EXCERPT TO READ:
◆ ◆ ◆
MMG acquires Khoemacau in a transaction valued at P23Bn

9th April 2024

MMG Limited, the Hong Kong-based mining company specializing in base metals, has successfully concluded the acquisition of Khoemacau Copper Mine, a state-of-the-art, world-class copper asset nestled in the northwest of Botswana.

On Monday, MMG announced that the acquisition of Khoemacau Mine in Botswana was finalized on 22nd March 2024. “This acquisition enriches the company’s portfolio with a top-tier, transformative growth project and signifies a monumental milestone in the Company’s journey,” MMG communicated in an official statement published on the Hong Kong Stock Exchange.

Upon completion of the acquisition, MMG remitted to the Sellers an Aggregate Consideration of approximately US$1,734,657,000 (over P23 billion), a sum subject to potential adjustments post-Completion.

In addition to the Aggregate Consideration, MMG, in accordance with the Agreement, advanced an aggregate amount of approximately US$348,580,000 (over P4.5 billion) as the Aggregate Debt Settlement Amount, to settle certain debt balances of the Target Group (Cuprous Capital/Khoemacau).

On November 21, 2023, Khoemacau announced that the shareholders of its parent company [Cuprous Capital] had agreed to sell 100% of their interests to MMG Limited.

MMG is a global resources company that mines, explores, and develops copper and other base metals projects on four continents. The company is headquartered in Melbourne, Australia, and has a significant shareholder, China Minmetals Corporation, which is China’s largest metals and minerals group owned by the Government of the People’s Republic of China.
◆ ◆ ◆
RECORD EXTRACTS:
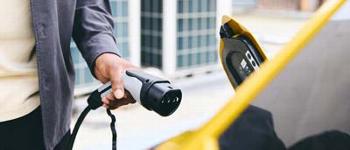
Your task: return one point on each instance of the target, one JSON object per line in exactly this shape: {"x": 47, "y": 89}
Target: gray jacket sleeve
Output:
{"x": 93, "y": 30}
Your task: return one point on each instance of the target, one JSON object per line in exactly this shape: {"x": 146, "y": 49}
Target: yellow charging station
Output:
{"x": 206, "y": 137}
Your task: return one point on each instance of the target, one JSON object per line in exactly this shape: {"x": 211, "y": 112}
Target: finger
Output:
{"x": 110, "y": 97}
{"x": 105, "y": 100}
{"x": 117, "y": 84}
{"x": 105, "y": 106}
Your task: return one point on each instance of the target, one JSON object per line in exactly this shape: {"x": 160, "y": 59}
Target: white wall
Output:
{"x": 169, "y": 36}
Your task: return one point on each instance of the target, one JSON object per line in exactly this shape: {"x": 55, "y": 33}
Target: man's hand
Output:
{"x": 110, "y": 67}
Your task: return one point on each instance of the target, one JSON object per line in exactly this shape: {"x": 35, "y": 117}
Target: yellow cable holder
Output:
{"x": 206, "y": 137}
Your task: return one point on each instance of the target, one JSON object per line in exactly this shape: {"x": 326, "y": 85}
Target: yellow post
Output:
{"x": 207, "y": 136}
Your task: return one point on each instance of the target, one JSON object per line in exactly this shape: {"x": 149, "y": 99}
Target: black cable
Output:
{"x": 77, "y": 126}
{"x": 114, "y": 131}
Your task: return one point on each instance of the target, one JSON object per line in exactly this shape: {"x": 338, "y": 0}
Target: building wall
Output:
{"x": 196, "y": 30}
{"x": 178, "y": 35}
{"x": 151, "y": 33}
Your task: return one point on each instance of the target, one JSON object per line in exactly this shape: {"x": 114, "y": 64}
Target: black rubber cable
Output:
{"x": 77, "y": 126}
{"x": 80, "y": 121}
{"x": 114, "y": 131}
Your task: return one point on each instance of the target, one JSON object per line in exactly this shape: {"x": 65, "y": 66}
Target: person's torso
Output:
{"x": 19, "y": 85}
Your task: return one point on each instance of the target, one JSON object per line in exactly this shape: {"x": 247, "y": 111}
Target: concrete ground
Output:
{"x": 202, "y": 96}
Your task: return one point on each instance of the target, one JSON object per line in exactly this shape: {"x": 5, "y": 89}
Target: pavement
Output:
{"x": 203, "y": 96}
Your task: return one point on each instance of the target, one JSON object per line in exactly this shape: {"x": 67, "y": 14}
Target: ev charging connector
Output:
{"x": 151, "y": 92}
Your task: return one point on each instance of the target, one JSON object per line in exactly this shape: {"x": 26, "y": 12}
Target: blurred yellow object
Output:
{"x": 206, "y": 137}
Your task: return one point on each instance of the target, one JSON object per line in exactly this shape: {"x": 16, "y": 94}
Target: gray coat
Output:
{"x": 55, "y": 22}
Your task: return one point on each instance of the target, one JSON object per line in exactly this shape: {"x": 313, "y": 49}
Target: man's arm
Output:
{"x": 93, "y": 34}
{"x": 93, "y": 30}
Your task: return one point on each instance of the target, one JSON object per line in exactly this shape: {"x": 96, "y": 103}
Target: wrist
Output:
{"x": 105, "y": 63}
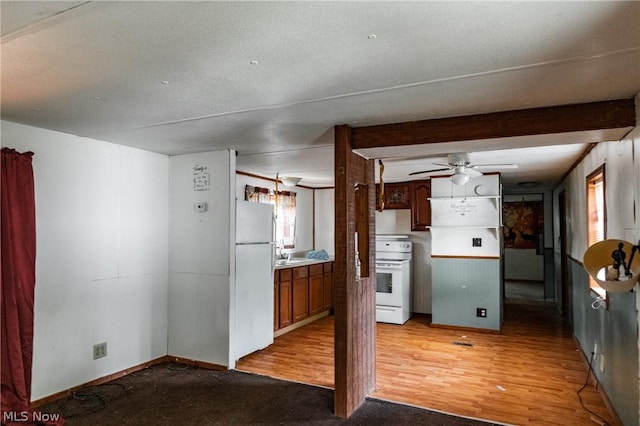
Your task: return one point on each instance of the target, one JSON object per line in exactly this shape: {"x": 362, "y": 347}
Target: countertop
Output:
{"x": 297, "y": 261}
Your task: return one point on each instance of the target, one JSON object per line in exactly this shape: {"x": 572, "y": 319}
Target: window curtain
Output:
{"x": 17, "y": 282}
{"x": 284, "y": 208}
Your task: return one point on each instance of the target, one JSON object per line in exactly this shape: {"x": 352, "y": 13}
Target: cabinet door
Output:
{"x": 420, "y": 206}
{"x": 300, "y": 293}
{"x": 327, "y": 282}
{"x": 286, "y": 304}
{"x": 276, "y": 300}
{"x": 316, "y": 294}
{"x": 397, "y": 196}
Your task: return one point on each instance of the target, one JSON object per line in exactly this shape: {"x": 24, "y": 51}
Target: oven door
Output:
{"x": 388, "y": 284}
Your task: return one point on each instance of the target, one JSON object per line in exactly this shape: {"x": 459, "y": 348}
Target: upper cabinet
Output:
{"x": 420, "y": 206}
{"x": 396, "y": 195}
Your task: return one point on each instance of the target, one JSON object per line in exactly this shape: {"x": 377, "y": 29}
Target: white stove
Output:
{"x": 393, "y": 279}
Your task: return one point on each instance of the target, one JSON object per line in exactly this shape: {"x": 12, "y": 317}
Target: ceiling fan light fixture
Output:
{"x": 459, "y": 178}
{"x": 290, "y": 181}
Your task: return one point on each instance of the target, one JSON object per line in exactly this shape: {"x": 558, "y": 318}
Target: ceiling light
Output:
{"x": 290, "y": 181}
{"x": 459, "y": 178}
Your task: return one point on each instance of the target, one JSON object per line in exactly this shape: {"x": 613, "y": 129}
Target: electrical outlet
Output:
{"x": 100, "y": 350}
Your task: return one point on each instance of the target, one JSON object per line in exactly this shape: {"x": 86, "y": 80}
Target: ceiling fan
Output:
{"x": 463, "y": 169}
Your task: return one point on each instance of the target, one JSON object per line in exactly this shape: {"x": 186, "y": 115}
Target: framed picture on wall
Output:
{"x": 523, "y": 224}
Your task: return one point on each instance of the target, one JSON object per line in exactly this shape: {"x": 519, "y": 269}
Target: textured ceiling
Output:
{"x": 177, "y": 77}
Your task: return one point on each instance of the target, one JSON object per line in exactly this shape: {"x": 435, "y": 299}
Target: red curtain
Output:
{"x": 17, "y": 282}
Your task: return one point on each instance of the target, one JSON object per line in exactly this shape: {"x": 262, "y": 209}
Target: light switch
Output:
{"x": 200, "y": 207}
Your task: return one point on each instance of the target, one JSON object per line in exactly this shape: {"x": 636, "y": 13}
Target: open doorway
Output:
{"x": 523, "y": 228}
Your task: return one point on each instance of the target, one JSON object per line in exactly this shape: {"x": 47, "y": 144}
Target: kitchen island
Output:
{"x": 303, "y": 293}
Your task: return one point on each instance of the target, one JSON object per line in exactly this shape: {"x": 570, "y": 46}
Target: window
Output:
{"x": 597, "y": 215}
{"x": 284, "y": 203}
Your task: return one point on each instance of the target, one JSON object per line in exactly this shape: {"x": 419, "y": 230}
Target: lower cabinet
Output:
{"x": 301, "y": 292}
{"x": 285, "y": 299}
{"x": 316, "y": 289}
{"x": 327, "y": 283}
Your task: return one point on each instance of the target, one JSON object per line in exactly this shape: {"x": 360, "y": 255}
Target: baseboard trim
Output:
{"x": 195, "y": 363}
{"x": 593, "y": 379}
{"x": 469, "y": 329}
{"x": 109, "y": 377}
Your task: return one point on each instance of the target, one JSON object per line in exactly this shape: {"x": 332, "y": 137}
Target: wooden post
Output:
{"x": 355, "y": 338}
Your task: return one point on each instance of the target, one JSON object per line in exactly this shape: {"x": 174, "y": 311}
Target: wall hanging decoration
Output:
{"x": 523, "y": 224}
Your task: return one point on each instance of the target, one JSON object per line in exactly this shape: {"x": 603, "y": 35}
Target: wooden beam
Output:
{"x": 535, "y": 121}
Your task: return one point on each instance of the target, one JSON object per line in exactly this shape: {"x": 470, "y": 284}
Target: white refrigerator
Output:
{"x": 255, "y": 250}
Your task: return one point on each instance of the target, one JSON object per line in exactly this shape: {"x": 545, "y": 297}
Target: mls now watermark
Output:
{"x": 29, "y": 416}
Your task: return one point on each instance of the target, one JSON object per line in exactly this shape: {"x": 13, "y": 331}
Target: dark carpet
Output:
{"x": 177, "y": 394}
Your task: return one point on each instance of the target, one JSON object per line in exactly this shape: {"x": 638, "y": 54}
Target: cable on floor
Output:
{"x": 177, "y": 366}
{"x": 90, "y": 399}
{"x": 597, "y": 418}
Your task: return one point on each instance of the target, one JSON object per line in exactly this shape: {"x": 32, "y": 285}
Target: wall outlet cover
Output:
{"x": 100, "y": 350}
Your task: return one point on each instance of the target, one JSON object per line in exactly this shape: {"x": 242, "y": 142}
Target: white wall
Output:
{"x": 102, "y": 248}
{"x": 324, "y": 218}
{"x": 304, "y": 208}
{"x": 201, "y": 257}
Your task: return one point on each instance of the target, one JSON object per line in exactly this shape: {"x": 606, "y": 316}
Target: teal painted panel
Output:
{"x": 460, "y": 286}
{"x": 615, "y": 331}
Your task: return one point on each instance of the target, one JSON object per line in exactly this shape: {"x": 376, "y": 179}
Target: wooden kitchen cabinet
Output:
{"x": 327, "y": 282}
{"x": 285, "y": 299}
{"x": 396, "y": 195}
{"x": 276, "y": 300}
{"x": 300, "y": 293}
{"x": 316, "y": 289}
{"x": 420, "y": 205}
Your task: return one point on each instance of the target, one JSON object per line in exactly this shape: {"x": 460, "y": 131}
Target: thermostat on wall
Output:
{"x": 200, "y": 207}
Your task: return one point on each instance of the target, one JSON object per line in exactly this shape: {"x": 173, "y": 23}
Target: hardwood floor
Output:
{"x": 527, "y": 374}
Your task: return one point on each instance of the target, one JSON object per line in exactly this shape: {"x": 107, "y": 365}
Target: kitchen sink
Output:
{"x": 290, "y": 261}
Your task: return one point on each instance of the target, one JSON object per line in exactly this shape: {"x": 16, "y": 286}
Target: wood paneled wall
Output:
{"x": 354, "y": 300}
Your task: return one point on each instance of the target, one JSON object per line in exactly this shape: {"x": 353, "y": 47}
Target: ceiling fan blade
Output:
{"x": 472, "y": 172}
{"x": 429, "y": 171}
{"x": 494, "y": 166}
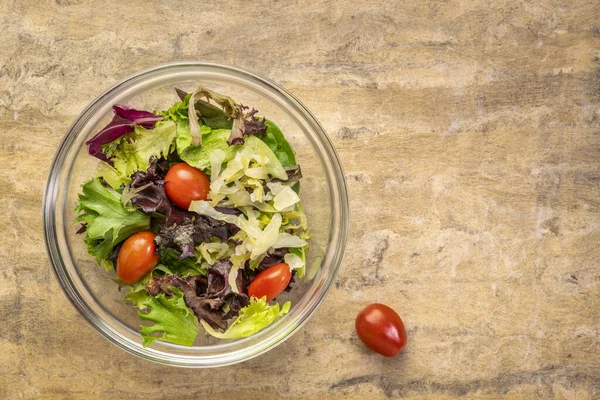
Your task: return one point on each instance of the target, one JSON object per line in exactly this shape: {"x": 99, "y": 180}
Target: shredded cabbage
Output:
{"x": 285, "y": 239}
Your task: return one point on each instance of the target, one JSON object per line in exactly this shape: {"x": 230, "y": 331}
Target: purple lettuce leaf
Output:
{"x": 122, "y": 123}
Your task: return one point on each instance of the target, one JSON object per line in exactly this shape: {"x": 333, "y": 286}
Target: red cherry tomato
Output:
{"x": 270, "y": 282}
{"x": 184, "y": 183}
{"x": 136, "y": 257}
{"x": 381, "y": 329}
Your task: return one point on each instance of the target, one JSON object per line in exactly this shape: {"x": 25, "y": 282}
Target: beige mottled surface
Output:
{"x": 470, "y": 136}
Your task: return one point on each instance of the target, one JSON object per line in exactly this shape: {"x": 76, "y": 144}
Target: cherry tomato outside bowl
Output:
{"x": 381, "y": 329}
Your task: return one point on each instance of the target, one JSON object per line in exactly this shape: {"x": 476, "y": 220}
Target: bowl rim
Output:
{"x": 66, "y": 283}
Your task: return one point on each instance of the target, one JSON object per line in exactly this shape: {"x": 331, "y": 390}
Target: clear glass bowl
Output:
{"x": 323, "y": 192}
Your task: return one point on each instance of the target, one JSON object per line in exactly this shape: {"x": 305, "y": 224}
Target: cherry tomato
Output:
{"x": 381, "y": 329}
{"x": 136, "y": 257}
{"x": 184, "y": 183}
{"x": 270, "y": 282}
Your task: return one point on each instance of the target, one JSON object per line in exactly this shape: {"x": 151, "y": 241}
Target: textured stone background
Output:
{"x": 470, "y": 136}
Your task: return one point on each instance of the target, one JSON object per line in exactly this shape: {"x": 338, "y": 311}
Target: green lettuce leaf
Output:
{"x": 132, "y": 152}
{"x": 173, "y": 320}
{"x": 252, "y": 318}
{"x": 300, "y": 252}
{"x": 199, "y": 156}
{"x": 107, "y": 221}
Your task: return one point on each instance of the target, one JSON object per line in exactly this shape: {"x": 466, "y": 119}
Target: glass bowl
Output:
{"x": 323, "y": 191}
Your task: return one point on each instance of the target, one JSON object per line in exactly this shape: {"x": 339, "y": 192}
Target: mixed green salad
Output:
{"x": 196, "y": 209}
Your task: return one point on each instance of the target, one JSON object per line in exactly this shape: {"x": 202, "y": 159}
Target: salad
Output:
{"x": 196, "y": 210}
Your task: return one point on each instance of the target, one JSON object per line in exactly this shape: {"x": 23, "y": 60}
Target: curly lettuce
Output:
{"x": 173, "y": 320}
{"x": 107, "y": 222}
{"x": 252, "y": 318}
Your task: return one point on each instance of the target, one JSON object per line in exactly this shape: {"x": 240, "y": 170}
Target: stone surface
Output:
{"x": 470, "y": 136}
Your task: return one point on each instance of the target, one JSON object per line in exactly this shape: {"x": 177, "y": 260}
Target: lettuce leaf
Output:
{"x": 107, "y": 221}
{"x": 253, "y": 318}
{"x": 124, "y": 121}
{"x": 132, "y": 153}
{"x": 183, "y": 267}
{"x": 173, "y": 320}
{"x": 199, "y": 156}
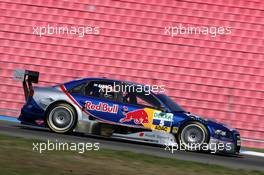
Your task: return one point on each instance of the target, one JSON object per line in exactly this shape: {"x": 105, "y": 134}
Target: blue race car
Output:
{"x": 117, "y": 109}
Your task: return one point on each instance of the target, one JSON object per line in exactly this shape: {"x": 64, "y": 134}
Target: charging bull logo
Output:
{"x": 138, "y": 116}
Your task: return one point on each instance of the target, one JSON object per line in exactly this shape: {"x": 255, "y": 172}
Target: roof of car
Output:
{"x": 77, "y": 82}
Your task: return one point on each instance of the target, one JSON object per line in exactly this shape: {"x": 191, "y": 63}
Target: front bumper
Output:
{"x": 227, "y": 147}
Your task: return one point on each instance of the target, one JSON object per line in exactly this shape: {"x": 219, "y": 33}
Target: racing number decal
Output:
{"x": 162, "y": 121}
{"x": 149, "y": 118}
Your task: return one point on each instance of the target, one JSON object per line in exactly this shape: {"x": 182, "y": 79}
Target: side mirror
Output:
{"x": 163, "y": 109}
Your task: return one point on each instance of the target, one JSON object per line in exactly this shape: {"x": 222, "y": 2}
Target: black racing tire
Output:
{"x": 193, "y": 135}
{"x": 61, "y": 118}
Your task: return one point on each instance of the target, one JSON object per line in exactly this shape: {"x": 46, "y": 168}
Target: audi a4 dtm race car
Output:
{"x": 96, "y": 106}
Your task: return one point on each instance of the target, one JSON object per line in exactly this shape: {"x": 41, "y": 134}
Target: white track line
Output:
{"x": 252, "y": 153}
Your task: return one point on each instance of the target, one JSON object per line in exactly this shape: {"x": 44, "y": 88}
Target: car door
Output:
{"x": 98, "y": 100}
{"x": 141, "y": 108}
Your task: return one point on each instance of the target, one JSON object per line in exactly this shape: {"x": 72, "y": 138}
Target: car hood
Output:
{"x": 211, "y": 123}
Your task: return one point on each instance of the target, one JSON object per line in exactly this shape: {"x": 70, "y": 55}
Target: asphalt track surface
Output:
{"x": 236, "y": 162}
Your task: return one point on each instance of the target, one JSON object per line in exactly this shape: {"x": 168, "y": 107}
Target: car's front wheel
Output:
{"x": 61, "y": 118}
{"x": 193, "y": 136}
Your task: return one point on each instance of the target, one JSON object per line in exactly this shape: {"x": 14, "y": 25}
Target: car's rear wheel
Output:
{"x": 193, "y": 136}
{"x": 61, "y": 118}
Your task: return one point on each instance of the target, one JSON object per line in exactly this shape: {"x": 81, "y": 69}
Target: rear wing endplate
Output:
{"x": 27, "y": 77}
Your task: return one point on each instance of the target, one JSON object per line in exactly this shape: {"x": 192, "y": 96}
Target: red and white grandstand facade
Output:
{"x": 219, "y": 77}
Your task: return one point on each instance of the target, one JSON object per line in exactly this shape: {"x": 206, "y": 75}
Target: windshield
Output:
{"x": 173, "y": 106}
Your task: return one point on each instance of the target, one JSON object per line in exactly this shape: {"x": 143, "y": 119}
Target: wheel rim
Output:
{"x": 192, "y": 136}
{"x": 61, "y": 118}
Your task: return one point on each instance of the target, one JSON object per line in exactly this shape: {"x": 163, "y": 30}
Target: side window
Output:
◆ ◆ ◆
EXERCISE TASKS:
1) Write out the full article about MMG buying the Khoemacau copper mine, word for word.
2) Show every line in the listing that contains the word "curtain".
The article and the listing are two separate pieces with no connection between them.

ANSWERS TO THE EXERCISES:
1)
MMG acquires Khoemacau in a transaction valued at P23Bn

9th April 2024

MMG Limited, the Hong Kong-based mining company specializing in base metals, has successfully concluded the acquisition of Khoemacau Copper Mine, a state-of-the-art, world-class copper asset nestled in the northwest of Botswana.

On Monday, MMG announced that the acquisition of Khoemacau Mine in Botswana was finalized on 22nd March 2024. “This acquisition enriches the company’s portfolio with a top-tier, transformative growth project and signifies a monumental milestone in the Company’s journey,” MMG communicated in an official statement published on the Hong Kong Stock Exchange.

Upon completion of the acquisition, MMG remitted to the Sellers an Aggregate Consideration of approximately US$1,734,657,000 (over P23 billion), a sum subject to potential adjustments post-Completion.

In addition to the Aggregate Consideration, MMG, in accordance with the Agreement, advanced an aggregate amount of approximately US$348,580,000 (over P4.5 billion) as the Aggregate Debt Settlement Amount, to settle certain debt balances of the Target Group (Cuprous Capital/Khoemacau).

On November 21, 2023, Khoemacau announced that the shareholders of its parent company [Cuprous Capital] had agreed to sell 100% of their interests to MMG Limited.

MMG is a global resources company that mines, explores, and develops copper and other base metals projects on four continents. The company is headquartered in Melbourne, Australia, and has a significant shareholder, China Minmetals Corporation, which is China’s largest metals and minerals group owned by the Government of the People’s Republic of China.

2)
Target: window curtain
Target: red curtain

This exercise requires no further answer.